-- start Quoted text --

# Rusted-out closet flange found when replacing toilet; what to do?



## majakdragon

The pics are a bit dark so I cannot see the whole situation. You may want to consider using a "Super ring" repair/replacement flange. I have included a link with pics of one. They run about $9 and I think most Home Centers carry them. The tabs around the outside are for securing the ring to the floor. You MAY need to chip away a bit more tile to install one of these.

http://plumbing.hardwarestore.com/51-291-closet-flanges/super-closet-ring-replacement-606088.aspx


----------



## Ron The Plumber

I brightened it up so we can see the problem, do you have access to the underside? I don't know why these type of flanges were made, this happen to them all the time.


----------



## kevind

Ron The Plumber said:


> I brightened it up so we can see the problem, do you have access to the underside? I don't know why these type of flanges were made, this happen to them all the time.


Well, it's on the second floor above the garage, so I suppose I can get to it from there. It's not possible just to replace the blue part, is it? I'd have to replace that entire section of PVC?


----------



## kevind

majakdragon said:


> The pics are a bit dark so I cannot see the whole situation. You may want to consider using a "Super ring" repair/replacement flange. I have included a link with pics of one. They run about $9 and I think most Home Centers carry them. The tabs around the outside are for securing the ring to the floor. You MAY need to chip away a bit more tile to install one of these.

-- end Quoted text --

Reproduce word for word the passage of the closet flange thread between "Well, it's on" and "section of PVC?", inclusive.

-- start Dataset excerpt --

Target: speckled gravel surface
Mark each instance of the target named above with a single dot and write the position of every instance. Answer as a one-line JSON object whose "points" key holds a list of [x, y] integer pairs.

-- end Dataset excerpt --

▶ **Full solution**
Well, it's on the second floor above the garage, so I suppose I can get to it from there. It's not possible just to replace the blue part, is it? I'd have to replace that entire section of PVC?